(Object pointing dataset records)
○ ○ ○ ○
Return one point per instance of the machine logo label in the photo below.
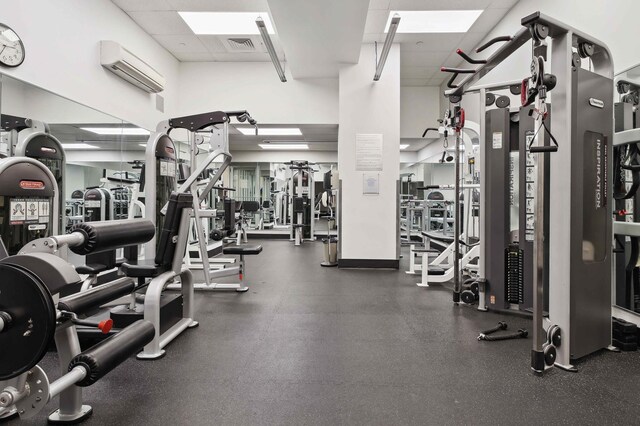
(31, 184)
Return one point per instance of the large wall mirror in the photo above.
(94, 158)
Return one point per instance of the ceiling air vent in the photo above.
(241, 45)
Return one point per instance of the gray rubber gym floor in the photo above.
(313, 345)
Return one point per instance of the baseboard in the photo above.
(369, 263)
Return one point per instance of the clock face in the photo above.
(11, 47)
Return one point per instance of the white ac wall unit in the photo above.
(128, 66)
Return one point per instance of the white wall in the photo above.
(255, 87)
(419, 109)
(369, 222)
(63, 55)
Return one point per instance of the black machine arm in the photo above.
(470, 59)
(197, 122)
(11, 122)
(455, 72)
(493, 41)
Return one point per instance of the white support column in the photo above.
(369, 230)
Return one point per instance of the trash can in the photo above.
(330, 251)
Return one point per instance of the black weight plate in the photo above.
(549, 354)
(33, 321)
(490, 99)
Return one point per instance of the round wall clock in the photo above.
(11, 47)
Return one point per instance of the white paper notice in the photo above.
(369, 152)
(497, 140)
(370, 183)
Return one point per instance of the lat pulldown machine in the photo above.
(579, 266)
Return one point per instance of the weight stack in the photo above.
(514, 280)
(625, 335)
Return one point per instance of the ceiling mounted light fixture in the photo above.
(284, 146)
(72, 146)
(270, 131)
(262, 28)
(393, 26)
(433, 21)
(112, 131)
(226, 23)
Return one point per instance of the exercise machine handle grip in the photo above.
(542, 149)
(113, 351)
(429, 129)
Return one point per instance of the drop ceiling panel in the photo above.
(220, 5)
(371, 38)
(181, 43)
(429, 42)
(194, 56)
(418, 72)
(161, 22)
(135, 5)
(376, 21)
(379, 4)
(487, 21)
(423, 59)
(241, 57)
(439, 5)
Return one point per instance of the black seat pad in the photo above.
(243, 250)
(91, 268)
(142, 269)
(436, 270)
(425, 250)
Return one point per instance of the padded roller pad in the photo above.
(113, 234)
(91, 269)
(434, 270)
(113, 351)
(85, 301)
(242, 250)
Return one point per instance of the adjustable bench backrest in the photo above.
(168, 238)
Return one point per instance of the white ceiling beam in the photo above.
(319, 36)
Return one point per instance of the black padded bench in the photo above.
(151, 268)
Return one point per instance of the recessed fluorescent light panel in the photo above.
(108, 131)
(434, 21)
(270, 131)
(78, 146)
(226, 23)
(286, 147)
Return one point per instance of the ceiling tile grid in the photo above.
(160, 19)
(421, 53)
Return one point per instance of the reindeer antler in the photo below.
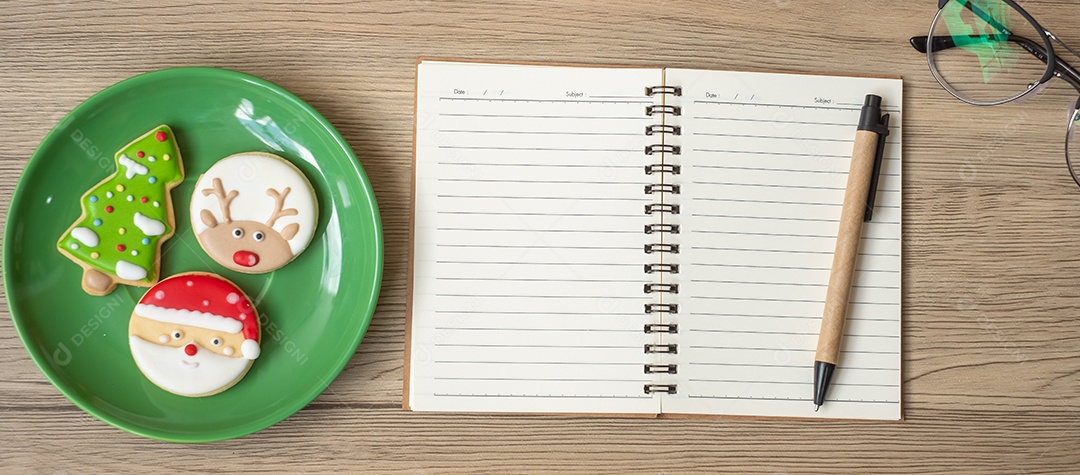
(223, 199)
(279, 204)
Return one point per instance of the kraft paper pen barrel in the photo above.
(858, 207)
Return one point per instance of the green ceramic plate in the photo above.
(314, 310)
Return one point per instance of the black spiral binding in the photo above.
(662, 189)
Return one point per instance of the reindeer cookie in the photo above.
(254, 212)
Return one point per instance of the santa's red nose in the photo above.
(245, 258)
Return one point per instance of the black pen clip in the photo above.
(873, 121)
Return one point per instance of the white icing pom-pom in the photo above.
(250, 349)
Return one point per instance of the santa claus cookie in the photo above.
(254, 212)
(194, 335)
(126, 217)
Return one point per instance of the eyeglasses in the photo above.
(991, 52)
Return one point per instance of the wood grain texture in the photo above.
(991, 327)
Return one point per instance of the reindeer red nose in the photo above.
(245, 258)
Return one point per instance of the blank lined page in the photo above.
(765, 163)
(528, 258)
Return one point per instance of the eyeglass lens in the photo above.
(976, 51)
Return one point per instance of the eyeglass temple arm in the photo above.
(1064, 70)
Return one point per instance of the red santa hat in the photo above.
(205, 301)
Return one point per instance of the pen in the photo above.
(858, 207)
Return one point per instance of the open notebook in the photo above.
(621, 240)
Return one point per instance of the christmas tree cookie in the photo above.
(126, 217)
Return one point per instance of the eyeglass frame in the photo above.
(1055, 66)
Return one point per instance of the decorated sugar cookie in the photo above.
(126, 217)
(194, 335)
(254, 212)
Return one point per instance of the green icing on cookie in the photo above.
(126, 217)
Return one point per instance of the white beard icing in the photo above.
(173, 370)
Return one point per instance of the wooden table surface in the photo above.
(991, 327)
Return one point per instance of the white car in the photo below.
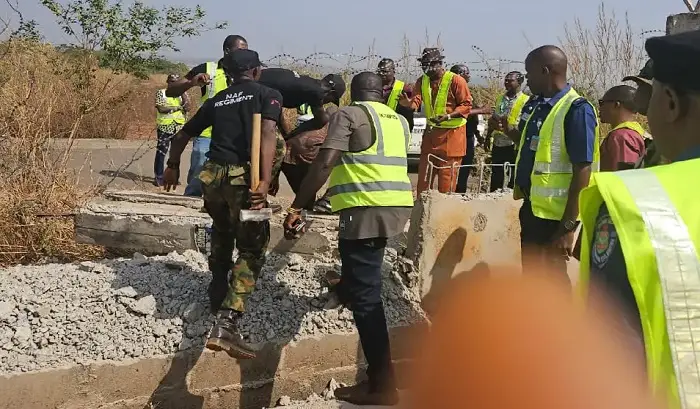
(419, 124)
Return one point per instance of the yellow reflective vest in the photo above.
(514, 114)
(396, 90)
(438, 107)
(553, 171)
(377, 176)
(175, 117)
(218, 84)
(657, 220)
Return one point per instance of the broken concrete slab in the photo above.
(452, 234)
(202, 379)
(159, 223)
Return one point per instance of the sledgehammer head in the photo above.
(256, 215)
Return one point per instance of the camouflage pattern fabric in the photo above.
(226, 192)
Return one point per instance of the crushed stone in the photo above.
(56, 315)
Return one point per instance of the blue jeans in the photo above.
(200, 147)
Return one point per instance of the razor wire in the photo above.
(407, 65)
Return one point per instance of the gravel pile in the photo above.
(61, 314)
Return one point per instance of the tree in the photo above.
(129, 38)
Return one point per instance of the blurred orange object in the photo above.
(520, 342)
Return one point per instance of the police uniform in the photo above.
(370, 189)
(556, 133)
(225, 180)
(640, 241)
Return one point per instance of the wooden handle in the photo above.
(255, 152)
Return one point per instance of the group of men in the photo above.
(640, 234)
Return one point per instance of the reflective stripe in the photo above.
(557, 161)
(373, 160)
(544, 167)
(379, 131)
(679, 274)
(543, 191)
(211, 71)
(369, 187)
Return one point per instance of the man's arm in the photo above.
(318, 174)
(202, 120)
(179, 87)
(337, 141)
(268, 144)
(580, 140)
(319, 120)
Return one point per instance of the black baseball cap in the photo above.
(645, 75)
(241, 60)
(676, 59)
(431, 55)
(337, 84)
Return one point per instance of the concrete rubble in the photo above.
(64, 314)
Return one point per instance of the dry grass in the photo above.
(47, 97)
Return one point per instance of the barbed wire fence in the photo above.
(407, 65)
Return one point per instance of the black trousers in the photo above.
(295, 174)
(501, 155)
(360, 289)
(535, 242)
(468, 159)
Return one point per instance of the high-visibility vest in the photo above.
(176, 117)
(552, 171)
(218, 84)
(515, 110)
(396, 90)
(377, 176)
(657, 221)
(438, 107)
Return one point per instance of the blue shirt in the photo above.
(579, 132)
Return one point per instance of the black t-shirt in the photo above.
(202, 69)
(230, 113)
(296, 89)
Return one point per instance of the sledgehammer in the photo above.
(264, 213)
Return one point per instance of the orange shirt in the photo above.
(446, 143)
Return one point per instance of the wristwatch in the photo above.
(570, 225)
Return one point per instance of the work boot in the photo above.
(218, 287)
(225, 336)
(363, 394)
(323, 206)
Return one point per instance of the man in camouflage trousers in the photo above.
(226, 185)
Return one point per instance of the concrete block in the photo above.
(159, 223)
(680, 23)
(450, 234)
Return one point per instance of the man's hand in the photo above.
(405, 100)
(170, 177)
(201, 80)
(564, 240)
(290, 224)
(258, 197)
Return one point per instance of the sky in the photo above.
(505, 29)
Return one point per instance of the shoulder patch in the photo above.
(604, 241)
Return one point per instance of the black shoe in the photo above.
(363, 395)
(225, 336)
(276, 208)
(323, 206)
(218, 288)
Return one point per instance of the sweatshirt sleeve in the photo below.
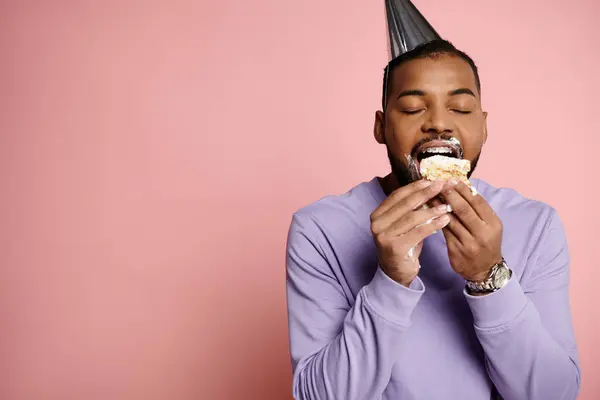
(526, 329)
(341, 350)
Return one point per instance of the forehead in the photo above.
(441, 73)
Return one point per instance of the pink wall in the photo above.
(151, 157)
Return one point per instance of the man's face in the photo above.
(432, 103)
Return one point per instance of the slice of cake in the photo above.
(441, 167)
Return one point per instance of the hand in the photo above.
(400, 224)
(474, 234)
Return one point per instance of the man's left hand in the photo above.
(474, 234)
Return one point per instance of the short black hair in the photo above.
(434, 48)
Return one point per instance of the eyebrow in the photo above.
(421, 93)
(462, 91)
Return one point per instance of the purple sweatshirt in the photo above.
(355, 334)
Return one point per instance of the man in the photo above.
(388, 299)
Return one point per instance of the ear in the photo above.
(484, 127)
(379, 127)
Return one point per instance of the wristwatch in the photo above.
(499, 276)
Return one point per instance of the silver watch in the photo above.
(499, 276)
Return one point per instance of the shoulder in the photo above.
(514, 206)
(531, 226)
(340, 210)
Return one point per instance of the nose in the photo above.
(438, 121)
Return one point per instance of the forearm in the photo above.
(357, 363)
(522, 358)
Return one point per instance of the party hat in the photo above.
(407, 29)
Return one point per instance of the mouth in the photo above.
(448, 148)
(437, 148)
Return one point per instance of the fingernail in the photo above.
(438, 184)
(443, 207)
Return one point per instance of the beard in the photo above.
(406, 174)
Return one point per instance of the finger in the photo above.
(456, 230)
(464, 212)
(477, 202)
(411, 202)
(422, 232)
(417, 218)
(398, 195)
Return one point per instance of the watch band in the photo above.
(499, 276)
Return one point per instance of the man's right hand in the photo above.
(400, 224)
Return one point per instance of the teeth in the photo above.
(439, 150)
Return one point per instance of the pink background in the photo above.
(152, 155)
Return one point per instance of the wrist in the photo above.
(497, 277)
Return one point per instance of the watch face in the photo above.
(501, 276)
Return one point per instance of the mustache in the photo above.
(442, 137)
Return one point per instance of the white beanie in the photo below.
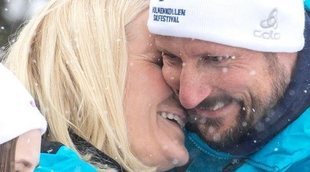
(260, 25)
(18, 112)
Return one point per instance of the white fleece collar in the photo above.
(18, 112)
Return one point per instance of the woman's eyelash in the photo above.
(214, 58)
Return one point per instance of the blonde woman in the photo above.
(93, 69)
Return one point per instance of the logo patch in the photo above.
(169, 15)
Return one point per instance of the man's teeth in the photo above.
(172, 116)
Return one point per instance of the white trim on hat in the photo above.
(261, 25)
(18, 113)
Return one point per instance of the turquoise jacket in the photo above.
(288, 151)
(64, 160)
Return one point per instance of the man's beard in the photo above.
(249, 114)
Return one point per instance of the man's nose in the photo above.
(193, 87)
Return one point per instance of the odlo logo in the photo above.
(268, 27)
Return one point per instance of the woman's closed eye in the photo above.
(170, 59)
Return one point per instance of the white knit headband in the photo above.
(261, 25)
(18, 113)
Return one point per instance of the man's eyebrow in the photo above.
(25, 162)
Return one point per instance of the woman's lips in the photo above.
(217, 110)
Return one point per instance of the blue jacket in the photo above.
(288, 151)
(55, 157)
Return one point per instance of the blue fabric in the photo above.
(64, 160)
(307, 4)
(284, 142)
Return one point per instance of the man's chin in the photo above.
(219, 138)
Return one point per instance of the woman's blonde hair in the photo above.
(72, 57)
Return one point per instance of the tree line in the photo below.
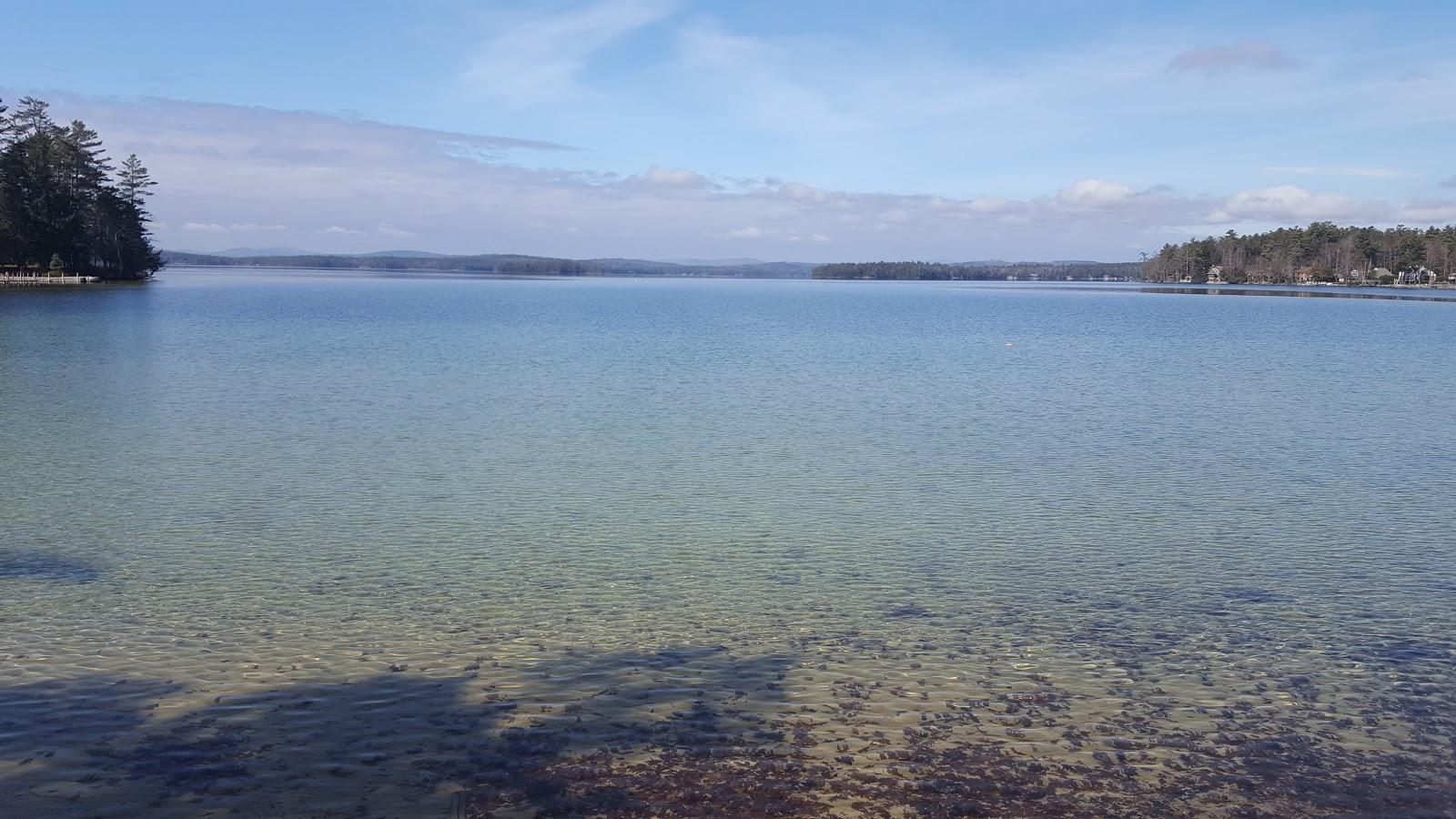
(65, 206)
(1320, 252)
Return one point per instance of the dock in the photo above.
(14, 278)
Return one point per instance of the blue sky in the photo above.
(807, 130)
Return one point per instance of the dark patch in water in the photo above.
(41, 566)
(1257, 596)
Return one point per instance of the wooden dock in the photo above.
(12, 278)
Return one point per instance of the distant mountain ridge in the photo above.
(504, 264)
(516, 264)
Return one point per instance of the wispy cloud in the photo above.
(1237, 57)
(538, 57)
(232, 228)
(411, 184)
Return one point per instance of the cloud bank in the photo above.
(344, 186)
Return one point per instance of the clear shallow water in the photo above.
(302, 544)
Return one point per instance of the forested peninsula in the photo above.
(65, 207)
(1320, 254)
(497, 264)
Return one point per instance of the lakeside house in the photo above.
(1419, 278)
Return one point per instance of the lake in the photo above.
(309, 544)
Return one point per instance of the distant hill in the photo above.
(244, 252)
(506, 264)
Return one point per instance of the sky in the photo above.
(804, 130)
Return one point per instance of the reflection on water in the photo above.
(378, 547)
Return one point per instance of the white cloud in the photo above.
(395, 232)
(535, 58)
(247, 169)
(1094, 193)
(1289, 203)
(1241, 56)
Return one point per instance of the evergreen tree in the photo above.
(62, 200)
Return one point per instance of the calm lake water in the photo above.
(305, 544)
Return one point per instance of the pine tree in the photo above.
(62, 200)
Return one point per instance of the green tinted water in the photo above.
(308, 544)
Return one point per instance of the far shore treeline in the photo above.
(1322, 252)
(65, 207)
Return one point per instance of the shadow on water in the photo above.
(686, 732)
(43, 566)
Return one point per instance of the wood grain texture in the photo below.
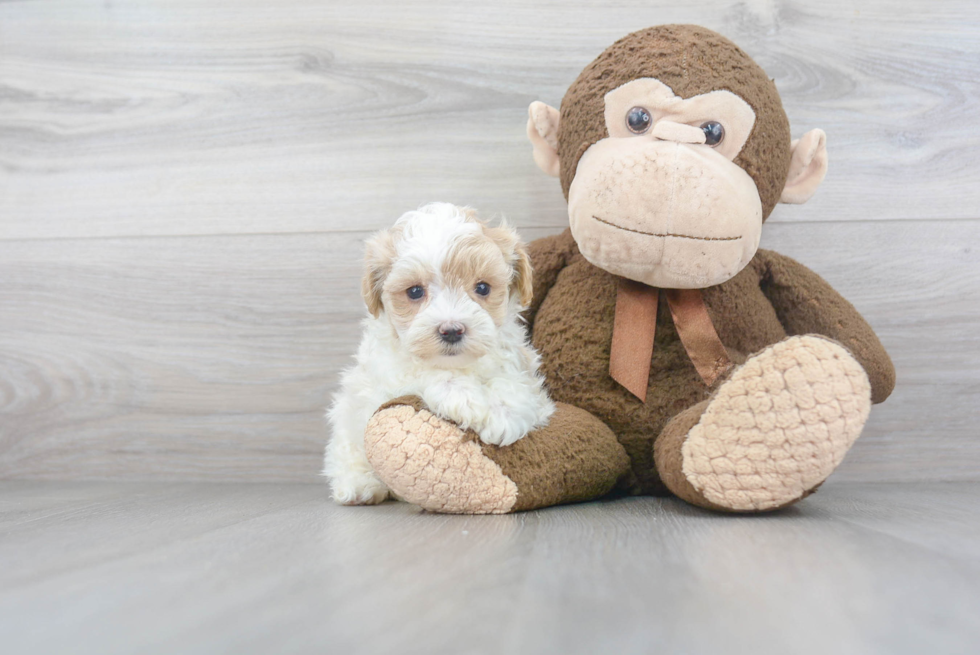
(193, 117)
(197, 568)
(212, 358)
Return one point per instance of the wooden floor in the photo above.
(265, 568)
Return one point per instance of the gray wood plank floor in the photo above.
(117, 567)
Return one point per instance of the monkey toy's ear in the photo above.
(542, 130)
(806, 168)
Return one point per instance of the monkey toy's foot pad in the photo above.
(779, 426)
(433, 463)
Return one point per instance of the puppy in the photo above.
(444, 292)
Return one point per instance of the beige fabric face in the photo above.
(735, 115)
(668, 214)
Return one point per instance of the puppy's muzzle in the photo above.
(452, 332)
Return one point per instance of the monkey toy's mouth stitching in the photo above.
(667, 234)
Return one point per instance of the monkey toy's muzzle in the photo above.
(668, 214)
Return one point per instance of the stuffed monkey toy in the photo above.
(683, 359)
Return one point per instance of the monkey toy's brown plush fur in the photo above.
(683, 359)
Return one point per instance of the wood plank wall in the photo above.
(185, 187)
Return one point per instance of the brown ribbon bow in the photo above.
(635, 327)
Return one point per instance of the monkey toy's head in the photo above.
(673, 148)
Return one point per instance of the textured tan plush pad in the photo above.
(779, 426)
(432, 463)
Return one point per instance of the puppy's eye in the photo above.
(638, 120)
(714, 133)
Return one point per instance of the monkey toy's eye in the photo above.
(638, 120)
(714, 133)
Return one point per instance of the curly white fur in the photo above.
(488, 382)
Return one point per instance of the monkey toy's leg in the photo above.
(771, 433)
(432, 463)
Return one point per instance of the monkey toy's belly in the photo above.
(573, 333)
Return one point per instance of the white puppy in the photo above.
(444, 292)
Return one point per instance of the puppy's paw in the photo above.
(358, 488)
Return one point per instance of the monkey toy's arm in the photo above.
(806, 304)
(548, 256)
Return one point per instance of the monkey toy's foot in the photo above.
(772, 433)
(432, 463)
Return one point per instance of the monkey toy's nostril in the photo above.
(451, 332)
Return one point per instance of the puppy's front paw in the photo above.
(357, 488)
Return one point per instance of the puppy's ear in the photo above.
(378, 257)
(516, 255)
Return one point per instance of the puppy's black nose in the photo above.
(451, 332)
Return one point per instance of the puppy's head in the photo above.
(446, 282)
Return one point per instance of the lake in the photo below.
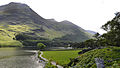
(18, 58)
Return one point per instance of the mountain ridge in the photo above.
(18, 18)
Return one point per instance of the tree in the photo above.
(41, 46)
(113, 31)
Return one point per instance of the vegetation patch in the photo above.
(61, 57)
(110, 55)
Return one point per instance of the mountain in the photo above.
(91, 32)
(18, 18)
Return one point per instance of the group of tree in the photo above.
(110, 38)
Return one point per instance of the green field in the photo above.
(110, 55)
(61, 57)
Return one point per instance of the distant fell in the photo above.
(18, 18)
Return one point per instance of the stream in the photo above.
(19, 58)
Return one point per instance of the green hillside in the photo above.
(18, 18)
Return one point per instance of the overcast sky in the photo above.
(88, 14)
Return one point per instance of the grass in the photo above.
(110, 55)
(61, 57)
(7, 52)
(7, 33)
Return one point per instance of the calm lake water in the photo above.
(18, 58)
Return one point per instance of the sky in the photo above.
(88, 14)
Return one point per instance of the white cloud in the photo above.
(88, 14)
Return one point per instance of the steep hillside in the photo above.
(20, 18)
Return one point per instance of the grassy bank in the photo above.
(110, 55)
(61, 57)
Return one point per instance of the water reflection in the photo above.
(18, 58)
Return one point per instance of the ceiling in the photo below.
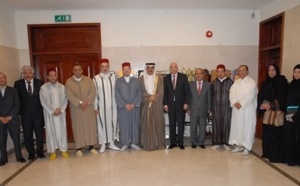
(52, 5)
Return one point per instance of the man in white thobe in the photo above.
(128, 97)
(54, 102)
(243, 100)
(105, 107)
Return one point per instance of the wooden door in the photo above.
(60, 47)
(270, 51)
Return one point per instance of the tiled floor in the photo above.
(164, 167)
○ ○ ○ ○
Task statement:
Swap "wooden door" for "double door" in the records from the line containing "Return one point per instance of the water" through the end of the records, both ends included, and leave all else unchanged. Omit the pictures from the answer.

Expected answer:
Return one point per instance of the water reflection in the photo above.
(18, 58)
Return one point per instance of the ceiling in the photo below.
(52, 5)
Return one point per instance of the man in white thobe in the photo above.
(128, 97)
(54, 102)
(243, 100)
(105, 107)
Return one point per instance of the double door in the photo above.
(60, 47)
(270, 51)
Return one point per instance of the tiled floor in the photo above.
(164, 167)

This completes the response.